* _Requirements_:
a) In the text on the combined D/PLL, which path controls the high-frequency loop behavior?
b) Rewrite the part of the text on the combined D/PLL from "The two loops" to "reduced to zero.", putting "phase shifter" in place of "VCPS".

* _Text section_:
########################################

A loop that does not require an external frequency reference is the combined D/PLL comprising all of the elements shown in Fig. 7. As shown, the D/PLL contains two parallel control loops. The phase detector, loop amplifier, and VCXO form the core of a PLL, while the phase detector, loop amplifier, and VCPS form the core of a DLL, and is effectively summed with the first loop.

The two loops in the D/PLL act in concert to null out phase errors as follows: if the clock is behind the data, the phase detector drives the VCXO to a higher frequency and simultaneously increases the delay through the VCPS. Both of these actions serve to reduce the initial phase error since the faster clock picks up phase, while the delayed data loses phase. Eventually, the initial phase error is reduced to zero.

To investigate the loop dynamics, consider the linearized block diagram of Fig. 9 and the associated loop transmission magnitude plot of Fig. 10. As can be seen, the low-frequency loop transmission is controlled by the second-order PLL path, while the high-frequency loop behavior is controlled by the first-order DLL path.

The advantages of this connection derive from the manner in which loop stabilization is accomplished. Rather than realizing the zero in the loop filter as is customary (e.g., with a resistor in series with an integrating capacitor), the *phase shifter* provides the necessary zero, as is readily verified by considering the loop transmission behavior. The first-order DLL path sums with the second-order PLL path to yield a loop transmission that inflects at the intersection (at  $\omega = K_O/K_\phi$ ) of the two components. Hence the zero location (the inflection point) is set by a ratio of gain constants, in contrast with prior art.

########################################

* _Material provided_:
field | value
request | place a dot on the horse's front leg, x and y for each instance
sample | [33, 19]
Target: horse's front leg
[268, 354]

########################################

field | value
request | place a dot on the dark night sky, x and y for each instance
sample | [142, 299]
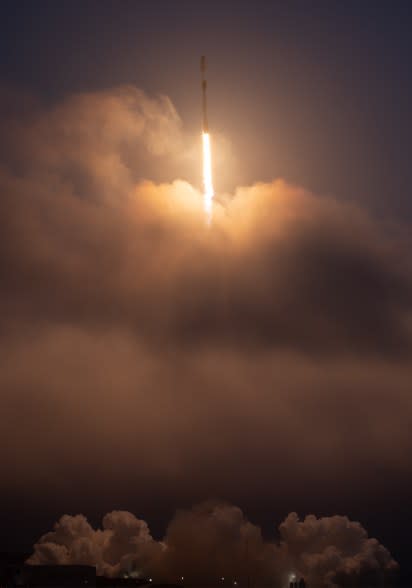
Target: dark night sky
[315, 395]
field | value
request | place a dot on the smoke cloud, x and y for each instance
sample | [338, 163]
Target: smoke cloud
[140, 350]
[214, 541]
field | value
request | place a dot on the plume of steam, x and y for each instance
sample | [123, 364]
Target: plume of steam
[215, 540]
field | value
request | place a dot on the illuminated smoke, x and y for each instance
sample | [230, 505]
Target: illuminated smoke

########################################

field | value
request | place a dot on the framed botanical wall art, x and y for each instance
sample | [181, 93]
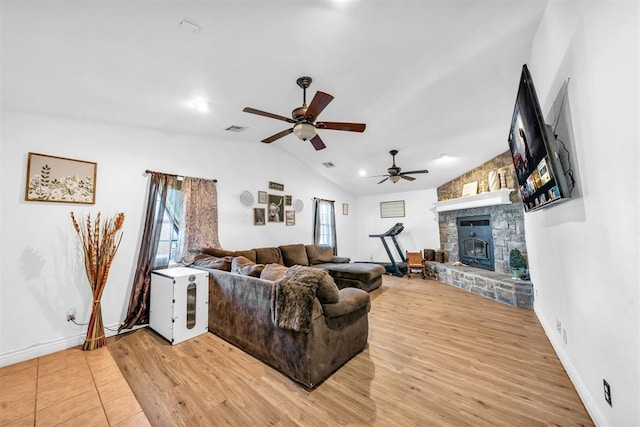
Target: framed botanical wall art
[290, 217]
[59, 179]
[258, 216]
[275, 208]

########################################

* _Answers per task_:
a) The first-order DLL path.

b)
The two loops in the D/PLL act in concert to null out phase errors as follows: if the clock is behind the data, the phase detector drives the VCXO to a higher frequency and simultaneously increases the delay through the phase shifter. Both of these actions serve to reduce the initial phase error since the faster clock picks up phase, while the delayed data loses phase. Eventually, the initial phase error is reduced to zero.